** Opening DOCUMENT TEXT block **
Like a disaffected grad student, for some reason my firefox won't finish
May 25, 2007 9:12 AM   Subscribe

I like to think I'm a reasonably smart guy. But after a dozen google searches and innumerable hours spent on tech boards I'm stumped. The last few images on every web page I go to will NOT load. What gives?

Like I said, usually I'll follow whatever instruction I'm given online and it clears stuff up. But for this one, no one really seems to have a clear answer

-I have a 2 month old superfast inspiron e1405 with a 4mb cache and all the ram I could fit in it
-I have vista
-I have firefox
-I have mcCafee
-I've uninstalled every firefox add-on but tabmixplus, foxmarks, download statusbar, IEtab, foxytunes and talkback. It's still happening.
-The problem happens whether I'm on crappy coffee shop wireless or on my superfast LAN at work
-If I right click on any picture it appears instantly
-IN possibly related news, it takes up to 15 minutes for my google reader to finish loading.
-pages seem to load pretty quickly initially and then just stall out, sometimes indefinitely, in the latter portion of loading


So what gives? Any ideas people?
posted by rileyray3000 to Computers & Internet (22 answers total) 1 user marked this as a favorite
 
spyware?
posted by jozxyqk at 9:22 AM on May 25, 2007


This happens on EVERY webpage? I was thinking if it's just one particular page, try firefox extension Web Developer and turn off all scripts to see what happens...
posted by rocfob at 9:30 AM on May 25, 2007


I know IE7 is evil, but does it do the same thing? The question is whether this is a Firefox issue or something deeper.
posted by Steven C. Den Beste at 9:33 AM on May 25, 2007


Does it happen with Internet Explorer too? Try uninstalling and reinstalling Firefox, not just the add-ons.
posted by mand0 at 9:34 AM on May 25, 2007


You can run Firefox from winkey+r with a -P option and it'll start the profile manager.... try a clean profile (NO extensions, no custom settings) and see if it still happens. My first guess is that it's something in your about:config but it's easier to know if a clean profile fixes it before you go digging.
posted by anaelith at 9:40 AM on May 25, 2007


Response by poster: well IE7 seems a little slower overall but it's MUCH faster loading than firefox
posted by rileyray3000 at 9:44 AM on May 25, 2007


Response by poster: And it's on MOST webpages. Not all but definitely the majority of them. As far as spyware goes, I've got windows defender and it did a spyware search this morning and I came up clean
posted by rileyray3000 at 9:46 AM on May 25, 2007


ZoneAlarm was blocking a whole mess of images for me a while back. Turned out it was trying to block ads (and it thought some non-ad images were ads).
** Closing DOCUMENT TEXT block **
# TASK ITEM
Rewrite the discussion of Firefox images not loading, beginning at the words "I know IE7 is" and stopping after "just the add-ons.". Replace "Internet Explorer" with "Safari" throughout.
** Opening ENTRIES SUPPLIED block **
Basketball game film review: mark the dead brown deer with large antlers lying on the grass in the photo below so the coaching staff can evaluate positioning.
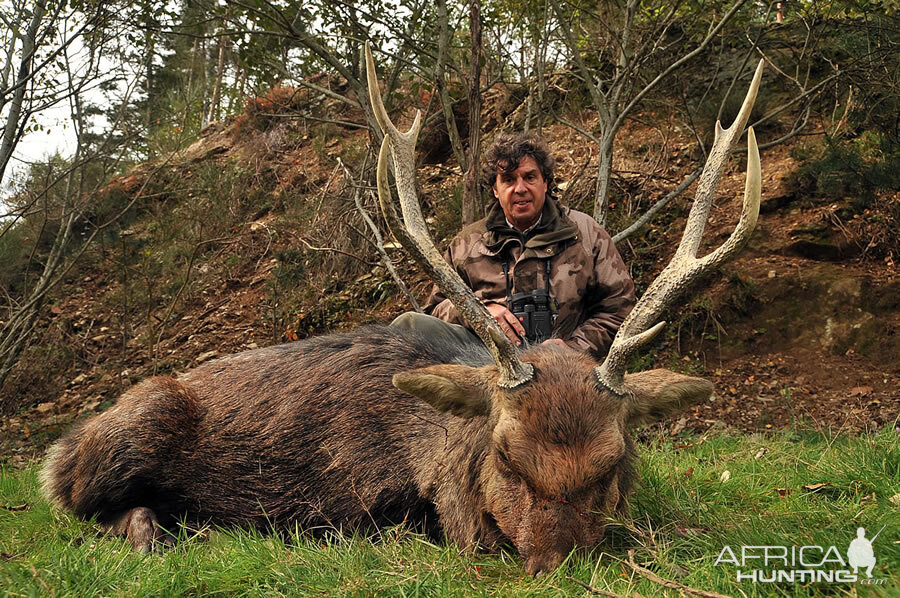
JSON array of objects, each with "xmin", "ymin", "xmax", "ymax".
[{"xmin": 40, "ymin": 44, "xmax": 762, "ymax": 576}]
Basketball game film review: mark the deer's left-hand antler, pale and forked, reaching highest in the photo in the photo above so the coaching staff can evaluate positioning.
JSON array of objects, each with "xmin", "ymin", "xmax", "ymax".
[{"xmin": 366, "ymin": 43, "xmax": 534, "ymax": 389}]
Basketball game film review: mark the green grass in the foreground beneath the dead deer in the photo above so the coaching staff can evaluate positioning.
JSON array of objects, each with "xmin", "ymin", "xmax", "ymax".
[{"xmin": 0, "ymin": 428, "xmax": 900, "ymax": 597}]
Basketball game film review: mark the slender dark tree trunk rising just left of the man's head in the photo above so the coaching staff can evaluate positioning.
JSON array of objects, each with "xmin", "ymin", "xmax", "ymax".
[{"xmin": 462, "ymin": 0, "xmax": 483, "ymax": 226}]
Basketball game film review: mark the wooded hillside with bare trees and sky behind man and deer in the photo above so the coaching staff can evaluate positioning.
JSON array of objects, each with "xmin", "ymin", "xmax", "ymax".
[{"xmin": 0, "ymin": 0, "xmax": 900, "ymax": 446}]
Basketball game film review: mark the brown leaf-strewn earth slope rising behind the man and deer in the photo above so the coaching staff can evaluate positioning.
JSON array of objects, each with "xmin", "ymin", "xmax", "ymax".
[{"xmin": 0, "ymin": 78, "xmax": 900, "ymax": 462}]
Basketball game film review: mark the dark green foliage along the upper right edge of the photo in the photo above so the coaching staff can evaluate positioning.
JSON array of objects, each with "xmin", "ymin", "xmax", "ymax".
[{"xmin": 768, "ymin": 3, "xmax": 900, "ymax": 261}]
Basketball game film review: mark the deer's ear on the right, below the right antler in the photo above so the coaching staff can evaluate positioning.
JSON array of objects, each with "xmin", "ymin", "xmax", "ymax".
[{"xmin": 625, "ymin": 370, "xmax": 713, "ymax": 425}]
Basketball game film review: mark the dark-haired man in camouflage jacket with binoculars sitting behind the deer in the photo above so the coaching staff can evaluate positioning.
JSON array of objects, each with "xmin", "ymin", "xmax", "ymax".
[{"xmin": 393, "ymin": 133, "xmax": 635, "ymax": 359}]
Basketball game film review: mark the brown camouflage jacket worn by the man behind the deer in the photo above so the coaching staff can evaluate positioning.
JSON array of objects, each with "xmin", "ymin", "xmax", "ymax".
[{"xmin": 425, "ymin": 198, "xmax": 635, "ymax": 359}]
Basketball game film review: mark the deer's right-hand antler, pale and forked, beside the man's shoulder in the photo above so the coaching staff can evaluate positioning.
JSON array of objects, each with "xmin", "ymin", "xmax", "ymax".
[{"xmin": 594, "ymin": 60, "xmax": 763, "ymax": 395}]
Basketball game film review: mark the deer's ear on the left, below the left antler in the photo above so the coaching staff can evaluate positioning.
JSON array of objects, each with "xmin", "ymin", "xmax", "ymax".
[{"xmin": 392, "ymin": 364, "xmax": 491, "ymax": 417}]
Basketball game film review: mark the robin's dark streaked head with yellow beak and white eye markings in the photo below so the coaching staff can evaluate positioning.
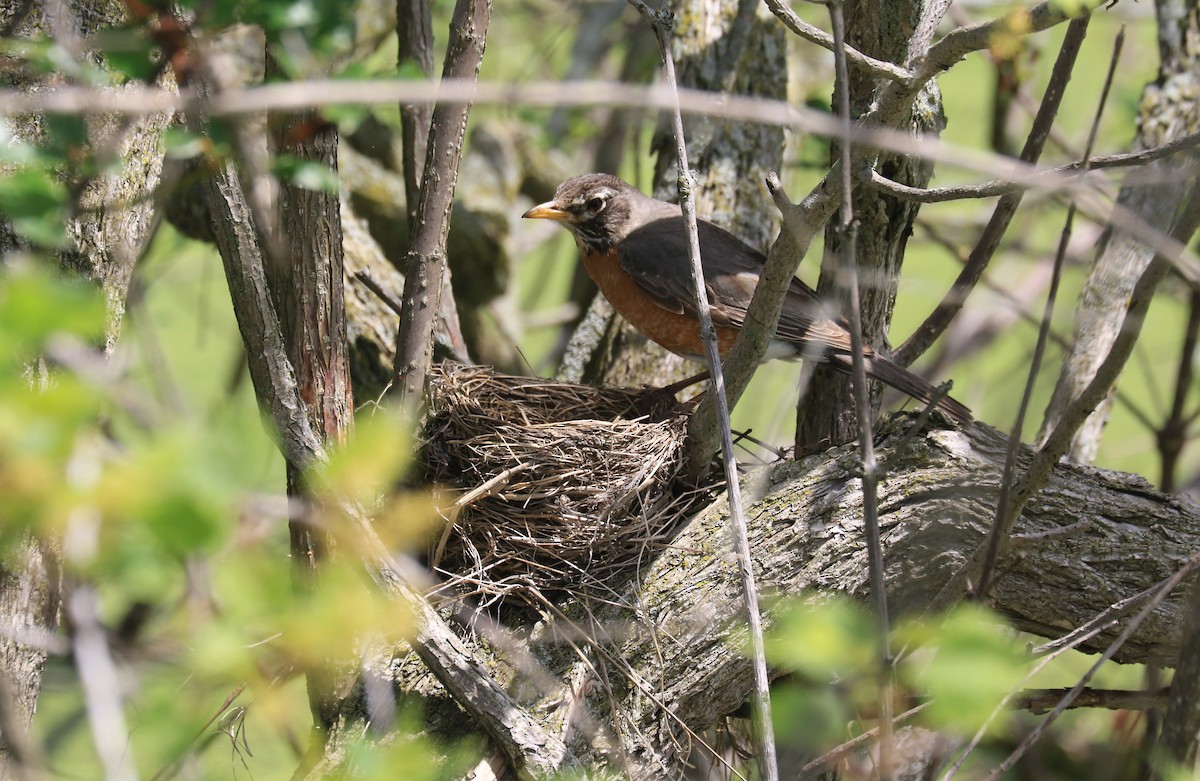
** Closing ENTRIES SUPPLIED block **
# WRITTEN RESPONSE
I know IE7 is evil, but does it do the same thing? The question is whether this is a Firefox issue or something deeper.
posted by Steven C. Den Beste at 9:33 AM on May 25, 2007


Does it happen with Safari too? Try uninstalling and reinstalling Firefox, not just the add-ons.